### Data records
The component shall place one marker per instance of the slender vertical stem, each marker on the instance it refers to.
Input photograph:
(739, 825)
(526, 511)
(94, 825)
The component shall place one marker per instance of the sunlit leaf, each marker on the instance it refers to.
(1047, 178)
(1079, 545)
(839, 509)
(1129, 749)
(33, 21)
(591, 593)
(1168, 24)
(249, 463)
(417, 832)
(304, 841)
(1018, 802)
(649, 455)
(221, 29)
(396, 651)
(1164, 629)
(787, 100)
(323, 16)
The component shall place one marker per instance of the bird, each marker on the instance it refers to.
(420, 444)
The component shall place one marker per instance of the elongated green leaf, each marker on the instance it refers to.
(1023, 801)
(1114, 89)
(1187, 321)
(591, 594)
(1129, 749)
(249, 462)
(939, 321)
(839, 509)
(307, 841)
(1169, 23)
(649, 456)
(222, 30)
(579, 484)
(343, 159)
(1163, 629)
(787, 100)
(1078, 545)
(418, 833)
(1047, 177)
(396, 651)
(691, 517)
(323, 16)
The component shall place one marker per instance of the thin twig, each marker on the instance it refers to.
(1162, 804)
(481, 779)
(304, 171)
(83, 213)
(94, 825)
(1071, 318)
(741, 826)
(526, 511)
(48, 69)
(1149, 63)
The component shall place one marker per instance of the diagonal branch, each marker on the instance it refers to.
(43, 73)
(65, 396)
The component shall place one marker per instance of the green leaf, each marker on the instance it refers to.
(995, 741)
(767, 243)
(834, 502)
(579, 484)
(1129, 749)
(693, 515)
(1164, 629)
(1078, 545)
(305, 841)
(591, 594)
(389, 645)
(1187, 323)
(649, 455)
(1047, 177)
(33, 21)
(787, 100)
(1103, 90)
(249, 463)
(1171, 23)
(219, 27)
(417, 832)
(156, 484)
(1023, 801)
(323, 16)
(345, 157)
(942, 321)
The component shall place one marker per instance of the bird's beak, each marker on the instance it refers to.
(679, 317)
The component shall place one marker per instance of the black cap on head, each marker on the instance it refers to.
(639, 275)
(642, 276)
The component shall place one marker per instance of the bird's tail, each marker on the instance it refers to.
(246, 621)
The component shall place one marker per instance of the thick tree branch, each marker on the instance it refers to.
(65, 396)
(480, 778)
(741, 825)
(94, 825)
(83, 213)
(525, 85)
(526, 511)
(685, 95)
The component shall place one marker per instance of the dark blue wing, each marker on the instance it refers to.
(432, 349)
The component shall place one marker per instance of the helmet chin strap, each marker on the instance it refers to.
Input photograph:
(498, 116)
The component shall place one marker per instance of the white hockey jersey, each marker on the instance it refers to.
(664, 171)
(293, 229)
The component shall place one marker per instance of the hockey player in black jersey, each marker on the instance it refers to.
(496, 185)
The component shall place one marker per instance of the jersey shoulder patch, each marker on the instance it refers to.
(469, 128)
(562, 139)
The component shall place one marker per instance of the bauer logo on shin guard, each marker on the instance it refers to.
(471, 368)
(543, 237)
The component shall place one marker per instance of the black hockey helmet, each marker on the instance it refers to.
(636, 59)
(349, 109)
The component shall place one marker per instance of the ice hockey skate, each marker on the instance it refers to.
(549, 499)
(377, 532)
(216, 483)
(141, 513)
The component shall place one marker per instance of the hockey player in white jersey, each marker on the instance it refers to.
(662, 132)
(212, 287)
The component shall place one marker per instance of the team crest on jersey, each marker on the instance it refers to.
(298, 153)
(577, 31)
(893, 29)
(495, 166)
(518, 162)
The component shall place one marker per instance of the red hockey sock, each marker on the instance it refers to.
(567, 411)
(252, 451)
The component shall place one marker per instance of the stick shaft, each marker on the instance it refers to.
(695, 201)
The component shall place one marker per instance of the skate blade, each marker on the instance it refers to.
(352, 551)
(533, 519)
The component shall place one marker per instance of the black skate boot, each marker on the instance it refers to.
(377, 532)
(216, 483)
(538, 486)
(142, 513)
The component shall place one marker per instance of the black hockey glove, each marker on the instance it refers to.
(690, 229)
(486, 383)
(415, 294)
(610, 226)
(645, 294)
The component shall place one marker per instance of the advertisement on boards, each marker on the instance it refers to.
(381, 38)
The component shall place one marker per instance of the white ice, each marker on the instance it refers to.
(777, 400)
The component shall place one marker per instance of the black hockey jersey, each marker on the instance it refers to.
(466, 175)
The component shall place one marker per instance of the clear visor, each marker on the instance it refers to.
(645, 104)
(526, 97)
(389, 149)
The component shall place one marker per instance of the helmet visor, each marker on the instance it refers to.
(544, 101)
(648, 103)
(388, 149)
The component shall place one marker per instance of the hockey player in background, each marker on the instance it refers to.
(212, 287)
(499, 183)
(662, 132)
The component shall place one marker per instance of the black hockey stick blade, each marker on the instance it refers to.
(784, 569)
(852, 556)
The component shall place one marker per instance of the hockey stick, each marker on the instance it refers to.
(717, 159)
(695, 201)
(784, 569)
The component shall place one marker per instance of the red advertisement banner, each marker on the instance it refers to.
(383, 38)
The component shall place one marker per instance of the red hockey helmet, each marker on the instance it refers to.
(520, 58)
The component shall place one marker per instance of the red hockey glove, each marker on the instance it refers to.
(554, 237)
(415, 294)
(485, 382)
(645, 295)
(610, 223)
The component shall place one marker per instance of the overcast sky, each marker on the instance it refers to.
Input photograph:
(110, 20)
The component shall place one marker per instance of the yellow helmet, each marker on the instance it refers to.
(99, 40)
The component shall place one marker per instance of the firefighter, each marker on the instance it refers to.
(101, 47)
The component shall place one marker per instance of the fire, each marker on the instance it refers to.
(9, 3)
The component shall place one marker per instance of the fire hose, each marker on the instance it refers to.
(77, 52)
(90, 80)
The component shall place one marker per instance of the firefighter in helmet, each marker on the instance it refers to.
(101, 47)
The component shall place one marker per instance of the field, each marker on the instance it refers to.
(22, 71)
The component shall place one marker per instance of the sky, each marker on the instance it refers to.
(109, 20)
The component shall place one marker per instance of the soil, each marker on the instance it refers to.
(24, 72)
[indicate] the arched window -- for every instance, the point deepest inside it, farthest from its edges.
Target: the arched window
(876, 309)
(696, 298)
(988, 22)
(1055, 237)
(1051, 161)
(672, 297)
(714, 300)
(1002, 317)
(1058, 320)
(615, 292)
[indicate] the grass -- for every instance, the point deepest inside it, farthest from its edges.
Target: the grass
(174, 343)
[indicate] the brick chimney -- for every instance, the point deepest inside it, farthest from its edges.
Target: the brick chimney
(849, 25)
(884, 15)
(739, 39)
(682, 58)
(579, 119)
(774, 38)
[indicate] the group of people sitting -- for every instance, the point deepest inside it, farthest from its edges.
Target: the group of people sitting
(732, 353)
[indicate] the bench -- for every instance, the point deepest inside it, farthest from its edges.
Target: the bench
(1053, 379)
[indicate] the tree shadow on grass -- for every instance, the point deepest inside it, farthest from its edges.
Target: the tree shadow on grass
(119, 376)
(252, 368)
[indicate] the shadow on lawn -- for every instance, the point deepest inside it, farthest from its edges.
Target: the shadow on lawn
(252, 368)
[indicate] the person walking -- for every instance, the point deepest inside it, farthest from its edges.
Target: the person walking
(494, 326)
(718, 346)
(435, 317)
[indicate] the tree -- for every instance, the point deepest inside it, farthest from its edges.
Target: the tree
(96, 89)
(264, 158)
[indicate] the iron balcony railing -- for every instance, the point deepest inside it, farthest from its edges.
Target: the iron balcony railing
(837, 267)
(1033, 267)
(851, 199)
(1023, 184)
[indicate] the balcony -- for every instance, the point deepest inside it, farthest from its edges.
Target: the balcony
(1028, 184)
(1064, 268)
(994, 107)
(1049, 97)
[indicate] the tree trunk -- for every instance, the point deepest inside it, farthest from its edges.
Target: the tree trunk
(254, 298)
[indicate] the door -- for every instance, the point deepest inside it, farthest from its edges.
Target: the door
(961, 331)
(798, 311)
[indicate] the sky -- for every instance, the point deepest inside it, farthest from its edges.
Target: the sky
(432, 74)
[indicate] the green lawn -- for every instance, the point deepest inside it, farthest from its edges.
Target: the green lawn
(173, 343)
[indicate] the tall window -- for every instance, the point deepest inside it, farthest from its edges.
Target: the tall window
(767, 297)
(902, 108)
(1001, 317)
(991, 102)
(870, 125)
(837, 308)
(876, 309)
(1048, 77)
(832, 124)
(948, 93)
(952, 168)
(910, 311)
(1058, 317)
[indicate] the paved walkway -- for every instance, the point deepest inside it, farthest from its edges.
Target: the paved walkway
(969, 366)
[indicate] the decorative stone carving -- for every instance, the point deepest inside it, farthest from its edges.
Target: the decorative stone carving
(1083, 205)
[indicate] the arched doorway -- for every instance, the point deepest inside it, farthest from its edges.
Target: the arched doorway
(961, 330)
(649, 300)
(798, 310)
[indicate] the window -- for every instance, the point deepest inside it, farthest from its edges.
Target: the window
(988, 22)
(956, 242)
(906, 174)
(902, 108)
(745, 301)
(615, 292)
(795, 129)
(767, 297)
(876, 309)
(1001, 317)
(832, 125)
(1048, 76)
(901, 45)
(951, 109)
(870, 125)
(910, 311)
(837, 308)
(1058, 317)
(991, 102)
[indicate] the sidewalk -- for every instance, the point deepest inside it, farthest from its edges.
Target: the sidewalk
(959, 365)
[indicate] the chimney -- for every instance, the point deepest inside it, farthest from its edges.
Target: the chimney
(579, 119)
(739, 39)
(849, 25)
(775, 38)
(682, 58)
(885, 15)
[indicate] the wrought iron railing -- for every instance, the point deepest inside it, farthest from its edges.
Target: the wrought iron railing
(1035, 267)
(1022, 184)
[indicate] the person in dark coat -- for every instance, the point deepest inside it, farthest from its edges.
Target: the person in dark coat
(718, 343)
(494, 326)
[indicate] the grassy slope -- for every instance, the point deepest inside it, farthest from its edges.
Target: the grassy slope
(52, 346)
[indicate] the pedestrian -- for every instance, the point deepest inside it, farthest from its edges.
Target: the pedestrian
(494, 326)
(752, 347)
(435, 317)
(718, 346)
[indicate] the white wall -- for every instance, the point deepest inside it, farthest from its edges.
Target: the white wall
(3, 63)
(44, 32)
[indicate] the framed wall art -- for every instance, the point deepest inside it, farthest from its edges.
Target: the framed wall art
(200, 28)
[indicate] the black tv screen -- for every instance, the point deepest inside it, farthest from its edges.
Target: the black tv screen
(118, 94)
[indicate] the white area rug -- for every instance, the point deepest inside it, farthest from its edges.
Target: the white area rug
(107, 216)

### Aim
Copy exactly the lines from the one containing "[indicate] the arched doorway" through the last line of the records, both included, and nothing else.

### Answer to the exercise
[indicate] the arched doorway -- for every instance, the point deepest inside it, farthest from its edges.
Target: the arched doorway
(961, 330)
(649, 300)
(798, 310)
[indicate] the window -- for every instance, the point deepest inside it, farthest from its edges.
Target: the window
(988, 22)
(956, 242)
(906, 174)
(902, 108)
(745, 301)
(615, 292)
(795, 129)
(767, 297)
(876, 309)
(1001, 317)
(832, 125)
(1048, 76)
(901, 45)
(951, 109)
(870, 125)
(910, 311)
(837, 308)
(1058, 317)
(991, 102)
[indicate] the sidewalk -- for every instance, the point deepest inside it, farthest from its edges.
Target: the sidewalk
(959, 365)
[indicate] the chimney -- for every instance, the point deepest inside it, farthest from its edges.
Target: the chimney
(579, 119)
(739, 39)
(849, 25)
(775, 38)
(682, 58)
(885, 15)
[indicate] the wrought iron railing -- for every instance, the point deepest inside it, farthest from its edges.
Target: the wrought iron railing
(1035, 267)
(1022, 184)
[indicate] the person in dark coat -- for every instance, the point deepest inside it, farthest from its edges.
Target: the person in dark coat
(718, 343)
(494, 326)
[indicate] the grassy slope -- for every instance, the point deepest inside it, farthest from its edges.
Target: the grassy slope
(52, 346)
[indicate] the pedestrian -- for every instance, the point deepest inside it, farthest from its edges.
Target: the pedestrian
(494, 326)
(752, 347)
(435, 317)
(718, 346)
[indicate] the white wall -- for every instance, the point deepest inside it, farthest from its edges.
Target: the white wall
(3, 63)
(44, 32)
[indicate] the framed wall art -- for every instance, the point deepest inside it, farthest from its edges.
Target: the framed wall art
(200, 28)
[indicate] the black tv screen -- for every instance, the point deepest inside it, farthest from its edges.
Target: the black tv screen
(118, 94)
[indicate] the white area rug -- for every instance, the point deepest inside it, farthest from its edges.
Target: the white area rug
(107, 216)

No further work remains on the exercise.